Aufgaben =>
1. Geben Sie den Absatz aus dem Text über das Renteneintrittsalter, der mit „Das Umlageverfahren gerät“ beginnt, kürzer oder als Liste wieder. Alle wesentlichen Fakten sollen erhalten bleiben.
2. Schreiben Sie aus dem Text über das Renteneintrittsalter alles von „Buckeln bis zum“ bis hinunter zu „Grenze schon gesetzt.“ wortgetreu ab.
---------- Lesetext
Buckeln bis zum Umfallen? Wenn es nach einigen Politikern und Experten geht, trifft das wohl zu. Aktuell wird das Renteneintrittsalter schrittweise auf 67 Jahre angehoben – für alle, die nach 1964 geboren wurden, ist diese Grenze schon gesetzt.
Nach Ansicht des baden-württembergischen Finanzministers Danyal Bayaz sei diese aber längst nicht zu halten. „Meine Generation muss sich auf längeres Arbeiten im Alter einstellen – auch wenn wir unseren Wohlstand halten wollen“, sagte der Grünen-Politiker der Deutschen Presse-Agentur (dpa). Doch es muss auch einen anderen Weg geben – einen, der die Arbeitnehmer weniger belastet.
Immer weniger Zahler für mehr Rentner
Klar ist: Das deutsche Rentensystem ist mit einigen Problem konfrontiert. Allen voran steht der demographische Wandel – die Menschen in Deutschland werden älter, weniger junge kommen nach. Die Folge: Immer weniger Beitragszahler müssen die Renten von immer mehr Ruheständlern stemmen.
Das Umlageverfahren gerät erst recht ins Wanken, wenn die geburtenstarken Jahrgänge, die Babyboomer, in Rente gehen. Um das System also zu retten, oder wenigstens zu stabilisieren, kann an drei Stellschrauben gedreht werden. So kann das Rentenniveau gesenkt, die Rentenbeiträge gesteigert oder eben das Eintrittsalter erhöht werden.
--------------------
---------- Gegebene Informationen
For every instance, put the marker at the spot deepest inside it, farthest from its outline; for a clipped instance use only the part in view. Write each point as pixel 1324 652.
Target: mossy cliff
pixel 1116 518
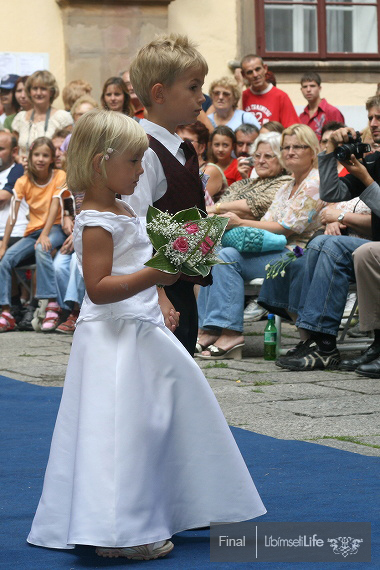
--------------------
Lösungen =>
1.
Das Umlageverfahren gerät noch stärker ins Wanken, wenn die geburtenstarken Jahrgänge (Babyboomer) in Rente gehen. Um das System zu retten oder zu stabilisieren, gibt es drei Stellschrauben:
- das Rentenniveau senken
- die Rentenbeiträge steigern
- das Eintrittsalter erhöhen

2.
Buckeln bis zum Umfallen? Wenn es nach einigen Politikern und Experten geht, trifft das wohl zu. Aktuell wird das Renteneintrittsalter schrittweise auf 67 Jahre angehoben – für alle, die nach 1964 geboren wurden, ist diese Grenze schon gesetzt.